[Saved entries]
========

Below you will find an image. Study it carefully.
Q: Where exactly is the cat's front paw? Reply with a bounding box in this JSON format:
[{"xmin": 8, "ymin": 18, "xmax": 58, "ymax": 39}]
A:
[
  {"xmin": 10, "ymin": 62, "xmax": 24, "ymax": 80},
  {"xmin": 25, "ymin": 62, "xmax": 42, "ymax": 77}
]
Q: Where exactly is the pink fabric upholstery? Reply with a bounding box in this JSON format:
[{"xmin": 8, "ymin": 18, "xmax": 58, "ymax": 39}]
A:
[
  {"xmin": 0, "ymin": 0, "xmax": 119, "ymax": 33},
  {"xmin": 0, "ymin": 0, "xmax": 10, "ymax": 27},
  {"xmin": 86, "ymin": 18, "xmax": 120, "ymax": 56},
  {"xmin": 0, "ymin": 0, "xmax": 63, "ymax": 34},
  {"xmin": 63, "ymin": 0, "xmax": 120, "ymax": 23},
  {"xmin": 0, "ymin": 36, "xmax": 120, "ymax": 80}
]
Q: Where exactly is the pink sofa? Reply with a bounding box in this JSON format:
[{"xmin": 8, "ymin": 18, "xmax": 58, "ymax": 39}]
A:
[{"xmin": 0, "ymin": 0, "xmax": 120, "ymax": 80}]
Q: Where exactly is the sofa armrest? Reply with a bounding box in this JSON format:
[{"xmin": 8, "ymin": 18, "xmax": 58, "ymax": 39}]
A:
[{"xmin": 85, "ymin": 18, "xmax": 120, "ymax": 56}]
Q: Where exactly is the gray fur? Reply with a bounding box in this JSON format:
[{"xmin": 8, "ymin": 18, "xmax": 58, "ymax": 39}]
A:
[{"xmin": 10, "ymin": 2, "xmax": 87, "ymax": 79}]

========

*Exercise description*: Lay out the items above as a JSON list of strings, with one string for each line and no blank lines.

*Response for this exercise*:
[
  "Below you will find an image. Study it carefully.",
  "Q: Where exactly is the cat's front paw? Reply with a bounding box in this JSON format:",
  "[{\"xmin\": 8, \"ymin\": 18, \"xmax\": 58, \"ymax\": 39}]",
  "A:",
  "[",
  "  {\"xmin\": 10, \"ymin\": 62, \"xmax\": 24, \"ymax\": 80},",
  "  {\"xmin\": 25, \"ymin\": 62, \"xmax\": 42, \"ymax\": 77}",
  "]",
  "Q: Where exactly is the pink fabric upholstery? Reply with a bounding box in this JSON format:",
  "[{\"xmin\": 8, \"ymin\": 18, \"xmax\": 58, \"ymax\": 39}]",
  "A:",
  "[",
  "  {\"xmin\": 0, \"ymin\": 0, \"xmax\": 119, \"ymax\": 33},",
  "  {\"xmin\": 0, \"ymin\": 0, \"xmax\": 10, \"ymax\": 27},",
  "  {\"xmin\": 86, \"ymin\": 18, \"xmax\": 120, \"ymax\": 56},",
  "  {\"xmin\": 0, \"ymin\": 0, \"xmax\": 63, \"ymax\": 34},",
  "  {\"xmin\": 63, \"ymin\": 0, \"xmax\": 120, \"ymax\": 23},",
  "  {\"xmin\": 0, \"ymin\": 36, \"xmax\": 120, \"ymax\": 80}",
  "]",
  "Q: Where exactly is the pink sofa? Reply with a bounding box in this JSON format:",
  "[{\"xmin\": 8, \"ymin\": 18, \"xmax\": 58, \"ymax\": 39}]",
  "A:",
  "[{\"xmin\": 0, \"ymin\": 0, \"xmax\": 120, \"ymax\": 80}]",
  "Q: Where exactly is the sofa armrest? Reply with a bounding box in this JSON format:",
  "[{\"xmin\": 8, \"ymin\": 18, \"xmax\": 58, \"ymax\": 39}]",
  "A:",
  "[{\"xmin\": 85, \"ymin\": 18, \"xmax\": 120, \"ymax\": 56}]",
  "Q: Where exactly is the gray fur? Reply with a bounding box in this JSON format:",
  "[{\"xmin\": 8, \"ymin\": 18, \"xmax\": 58, \"ymax\": 39}]",
  "A:",
  "[{\"xmin\": 10, \"ymin\": 2, \"xmax\": 87, \"ymax\": 79}]"
]